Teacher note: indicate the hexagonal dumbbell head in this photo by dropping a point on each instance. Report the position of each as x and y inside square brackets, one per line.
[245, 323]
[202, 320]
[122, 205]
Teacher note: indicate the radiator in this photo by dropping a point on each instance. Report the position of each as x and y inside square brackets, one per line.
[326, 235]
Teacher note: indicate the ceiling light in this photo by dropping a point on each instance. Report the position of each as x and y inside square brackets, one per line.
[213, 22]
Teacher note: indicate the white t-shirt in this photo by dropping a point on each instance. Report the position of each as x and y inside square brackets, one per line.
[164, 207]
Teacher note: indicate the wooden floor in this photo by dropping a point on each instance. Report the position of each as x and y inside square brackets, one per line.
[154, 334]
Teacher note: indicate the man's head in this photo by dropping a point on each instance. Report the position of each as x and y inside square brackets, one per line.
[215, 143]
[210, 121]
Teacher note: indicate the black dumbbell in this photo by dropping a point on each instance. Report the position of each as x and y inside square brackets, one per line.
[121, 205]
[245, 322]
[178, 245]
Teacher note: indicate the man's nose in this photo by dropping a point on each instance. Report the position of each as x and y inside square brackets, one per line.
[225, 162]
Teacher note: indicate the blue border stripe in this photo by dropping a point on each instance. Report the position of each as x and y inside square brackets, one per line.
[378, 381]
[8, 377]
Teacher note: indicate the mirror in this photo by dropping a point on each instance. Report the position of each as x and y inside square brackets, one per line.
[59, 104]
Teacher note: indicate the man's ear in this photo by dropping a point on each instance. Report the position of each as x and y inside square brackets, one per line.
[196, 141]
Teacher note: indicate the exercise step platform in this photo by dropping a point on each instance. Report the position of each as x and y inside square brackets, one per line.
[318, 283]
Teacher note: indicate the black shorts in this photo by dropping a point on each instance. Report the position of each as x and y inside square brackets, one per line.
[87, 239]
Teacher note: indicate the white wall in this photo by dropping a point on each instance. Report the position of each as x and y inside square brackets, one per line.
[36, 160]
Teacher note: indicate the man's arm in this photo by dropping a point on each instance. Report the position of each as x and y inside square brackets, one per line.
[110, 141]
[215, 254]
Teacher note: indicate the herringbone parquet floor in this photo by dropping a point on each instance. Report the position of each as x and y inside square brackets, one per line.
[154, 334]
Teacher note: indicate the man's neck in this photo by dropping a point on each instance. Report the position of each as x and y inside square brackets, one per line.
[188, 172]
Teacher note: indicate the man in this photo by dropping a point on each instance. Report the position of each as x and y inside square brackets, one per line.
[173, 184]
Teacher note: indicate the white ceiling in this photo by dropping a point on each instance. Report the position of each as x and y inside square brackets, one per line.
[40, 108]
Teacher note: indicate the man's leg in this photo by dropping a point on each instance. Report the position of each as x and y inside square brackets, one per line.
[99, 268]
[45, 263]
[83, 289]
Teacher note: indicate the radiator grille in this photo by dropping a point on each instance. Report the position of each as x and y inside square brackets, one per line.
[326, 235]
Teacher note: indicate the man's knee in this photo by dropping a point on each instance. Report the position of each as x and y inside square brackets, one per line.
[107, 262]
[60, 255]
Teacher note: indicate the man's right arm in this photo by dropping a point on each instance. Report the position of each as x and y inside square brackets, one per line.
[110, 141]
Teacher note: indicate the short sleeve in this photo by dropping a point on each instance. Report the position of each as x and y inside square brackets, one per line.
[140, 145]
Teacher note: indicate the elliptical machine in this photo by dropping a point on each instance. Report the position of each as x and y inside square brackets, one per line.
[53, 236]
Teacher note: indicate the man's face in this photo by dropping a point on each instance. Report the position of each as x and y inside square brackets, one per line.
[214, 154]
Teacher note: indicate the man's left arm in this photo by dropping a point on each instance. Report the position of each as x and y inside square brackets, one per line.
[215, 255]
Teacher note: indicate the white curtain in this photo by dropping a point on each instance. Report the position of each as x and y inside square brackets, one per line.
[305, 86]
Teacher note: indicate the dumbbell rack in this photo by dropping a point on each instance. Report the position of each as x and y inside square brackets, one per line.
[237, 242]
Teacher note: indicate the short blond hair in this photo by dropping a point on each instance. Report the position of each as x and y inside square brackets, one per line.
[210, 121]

****************

What you are asked to do » Repeat all the data, every line exactly.

Answer to the exercise »
Teacher note: indicate the hexagonal dumbbell head in this photo by dropping a point on each instance. Report the position of each as x and y inside square brackets, one per line.
[245, 323]
[202, 320]
[122, 205]
Teacher note: indicate the radiator in this photo by dropping a point on each instance. Report the position of each as x and y inside square brackets, one per line.
[326, 235]
Teacher note: indicate the ceiling light in this photo by dropping a point on each instance. Report the position of each as x and y inside square brackets, one per line.
[213, 22]
Teacher note: indicate the white t-shirt in this photo by dropping a point on each instance. Report the position of each as x and y inside square brackets, one per line.
[164, 207]
Teacher note: indicate the wooden floor in this photo by dropping a point on each instance. Report the position of each as x and y inside square brackets, one per line.
[154, 334]
Teacher note: indicate the man's head in this photo by dropping a point on each instance. Report the position of each as x and y inside square brackets, one per line.
[215, 143]
[210, 121]
Teacher note: indicate the black dumbbell in this photo by dropping a point on each instance. Report the position of each as x and y inside square brackets, one per line.
[121, 205]
[245, 322]
[178, 245]
Teacher note: indicate the man's nose in this photo by dropping a point on each instance. Report the position of each as x and y inside square brackets, one per line.
[225, 162]
Teacher note: indicate the blue border stripe in this photo by dropping a point on each instance. Report the position of each as x and y inside square brackets, one per line.
[378, 381]
[8, 377]
Teacher note: indicate the mirror in this photo by dropping a point on each instance. Report the position of each as x and y inside square brackets, one per line.
[59, 104]
Teacher note: indicate the man's ear in this photo by dropping a point on each instance. Report the position of each as x and y inside square brackets, one per line.
[196, 141]
Teacher note: indicate the exercise step platform in this photo by dropping a point on each instance. Report the position of each as x and y inside square brackets, one per line.
[318, 283]
Teacher note: indicate the black shorts in this photo by dropping a point on each instance. Report the position of each as x and y inside square brackets, one per line.
[87, 239]
Teacher note: indicate the white wall in this photo by dropping a point on each instance. Report the position of each as x and y inside square brackets, one per line.
[36, 160]
Teacher note: indicate the man's arm in this photo by dropping a point on each instance. Report the position of each as x and y inside square brackets, one per line.
[110, 141]
[215, 254]
Teacher note: indicate the herringbone parquet floor in this photo by dropping a point on each instance. Report the position of each as x and y inside square brackets, one per line.
[154, 334]
Teacher note: indicate the man's neck in this photo by dropping a point on each instance. Report the position of each as x and y inside square brackets, one per line.
[188, 172]
Teacher note: indicate the man in this photo by dropping a point on each instance. Report the position of each as x and y inside square brackets, one per line.
[173, 184]
Teacher note: indicate the white ceiling in this photo by dropping a point on each instance. Report the position of each as x and y inside square brackets, one per line.
[40, 108]
Teacher note: indicate the man's leg in this photo by dropping a point on each instance. Report the position of each as x and y inside square brackets, one per line.
[99, 268]
[45, 263]
[83, 289]
Teacher note: indicate the radiator grille in this photo by dropping a point on each instance. Report the position of each as x and y inside square brackets, one per line.
[326, 235]
Teacher note: indicate the man's knee in this photo by dropping a point on each instance. Report the position of each as x and y inside square brackets, one per line.
[107, 262]
[60, 255]
Teacher note: indicate the man's right arm in this photo by dropping a point on each instance. Report the position of each as x and y inside square brackets, one per line.
[110, 141]
Teacher note: indicate the short sleeve in this photo by dropping a point on each instance. Report the position of each as x and y inside square brackets, one per line.
[140, 145]
Teacher note: indicate the elliptical machine in this photo by dropping a point on each instance. Report the position of each as x and y inside square brackets, one per line.
[53, 236]
Teacher note: indicate the man's face in this photo by dropping a point on each instance. Report the position of each as x and y inside square brackets, one per line.
[214, 154]
Teacher note: indicate the man's left arm in this photo by dropping a point on each instance. Report the position of each as x and y inside square brackets, one per line.
[215, 255]
Teacher note: indicate the white curtain in this photo by dropping a point on each instance. Report the position of each as x and y inside square brackets, one per line.
[305, 86]
Teacher note: indicate the dumbbell rack in this photo by dropping a point on each instance. Report the position of each as x and y inside square brackets, one per line.
[237, 242]
Teacher note: indicate the short blond hair in this photo by dropping a point on each instance. Report the position of each as x and y inside square brackets, one per line.
[210, 121]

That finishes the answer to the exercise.